26 Mart 2012 Pazartesi

Durmak yok

Bu haftasonu tam bir maratondu.
Cuma akşamı Akmerkez ve Kanyon derken ayaklarımız şişti İpekle.
Sevil'e gittim ravioli ve beyaz şarapla mayıştım. Üstüne de kaynar suyla duş alınca kemiklerim gevşedi.
Kız laf anlatıyor benim gözler kapandı, Hakan gitti zaten beni uyuyor görünce.
Sevil yatağı hazırladı ve uyudum.
Cumartesi müthiş bir kahvaltı yaptık hala unutamıyorum.
Bir daha olsa ne iyi olur.
Nişantaş'ta Yegane Yapımlar'a gittim, Cüneyt Bey ile reklam filminin programını yaptık.
Pazar ise uyku hayal oldu gerçek değildi.
········
Görevler -
(1) Hafta sonu yazısına göre Hakan neden gitti? Bir iki cümleyle açıklayın.
(2) Hafta sonu yazısında, Cüneyt Bey ile birlikte neyin programı yapıldı?
(3) Hafta sonu yazısını son cümlesinden sonra sürdürün.

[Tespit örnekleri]
········
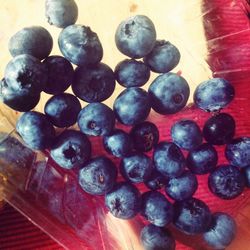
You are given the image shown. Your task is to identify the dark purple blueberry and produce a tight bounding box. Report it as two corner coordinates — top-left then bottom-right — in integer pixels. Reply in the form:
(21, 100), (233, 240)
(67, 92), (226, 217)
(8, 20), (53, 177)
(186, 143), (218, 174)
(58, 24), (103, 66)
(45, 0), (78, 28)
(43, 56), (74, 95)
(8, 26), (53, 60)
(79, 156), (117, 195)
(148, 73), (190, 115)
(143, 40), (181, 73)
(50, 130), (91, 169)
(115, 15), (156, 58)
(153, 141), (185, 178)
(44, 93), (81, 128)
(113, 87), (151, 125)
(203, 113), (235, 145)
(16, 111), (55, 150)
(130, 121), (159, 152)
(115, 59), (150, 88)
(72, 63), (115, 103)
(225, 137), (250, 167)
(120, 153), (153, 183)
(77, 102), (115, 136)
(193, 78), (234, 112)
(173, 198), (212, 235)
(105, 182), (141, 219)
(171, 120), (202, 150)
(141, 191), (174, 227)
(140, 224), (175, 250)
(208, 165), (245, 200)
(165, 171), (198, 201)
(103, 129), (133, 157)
········
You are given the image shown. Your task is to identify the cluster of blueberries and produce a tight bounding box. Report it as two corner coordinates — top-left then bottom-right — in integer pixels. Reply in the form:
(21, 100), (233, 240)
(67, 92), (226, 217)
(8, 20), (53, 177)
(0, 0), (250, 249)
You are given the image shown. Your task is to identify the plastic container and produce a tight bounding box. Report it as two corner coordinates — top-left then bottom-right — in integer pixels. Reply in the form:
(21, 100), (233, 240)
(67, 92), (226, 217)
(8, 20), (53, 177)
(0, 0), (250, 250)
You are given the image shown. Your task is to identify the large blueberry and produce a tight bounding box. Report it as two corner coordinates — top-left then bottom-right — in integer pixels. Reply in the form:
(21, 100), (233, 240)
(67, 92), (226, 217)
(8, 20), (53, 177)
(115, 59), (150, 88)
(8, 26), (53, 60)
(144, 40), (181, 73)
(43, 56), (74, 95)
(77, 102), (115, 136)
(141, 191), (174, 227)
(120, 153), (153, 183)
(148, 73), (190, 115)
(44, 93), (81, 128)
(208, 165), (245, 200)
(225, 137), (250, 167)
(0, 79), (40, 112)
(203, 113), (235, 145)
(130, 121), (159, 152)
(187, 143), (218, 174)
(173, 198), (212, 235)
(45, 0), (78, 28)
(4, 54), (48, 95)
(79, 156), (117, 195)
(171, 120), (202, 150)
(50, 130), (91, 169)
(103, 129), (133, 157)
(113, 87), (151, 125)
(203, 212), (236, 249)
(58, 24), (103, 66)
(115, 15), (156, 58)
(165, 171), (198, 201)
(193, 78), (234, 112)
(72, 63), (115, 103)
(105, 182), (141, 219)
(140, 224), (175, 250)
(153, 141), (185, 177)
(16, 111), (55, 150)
········
Yanıtlar -
(1) Hakan, yazarı uyurken görünce gitti. Ravioli, beyaz şarap ve sıcak duştan sonra yazarın gözleri kapanmıştı.

(2) Reklam filminin programı yapıldı.

(3)
Petrol Ofisi'nde kokladığım gaz ve benzin artık koku almamı engelliyor.
Çekim güzel ve rahat geçti, müşteri biraz karıştı ama napalım kader!!!
Seti özlemişim ama komple hazır değilim. Arada olmalı yani bu kadar kararında.
Ölümüne set değil.
Ayak parmaklarım tüm gün bale yapmışım gibi. Ovarak uyudum.
Saatler de 1 saat ileri alındı. Geç kalıyordum rüyamda da Alice'in tavşanı elinde saatler bana bakıyordu.
Neyseki konuşmadı benimle muhakkak cevap verirdim ve beni aralarına alır bırakmazlardı.
Bu hafta yine mesai var.İtalya bıkmadı ben bıktım.
Anneciğim çok hasta aklım İzmir'de. Öksürüğü geçsin en kısa sürede.
Tek dileğim budur.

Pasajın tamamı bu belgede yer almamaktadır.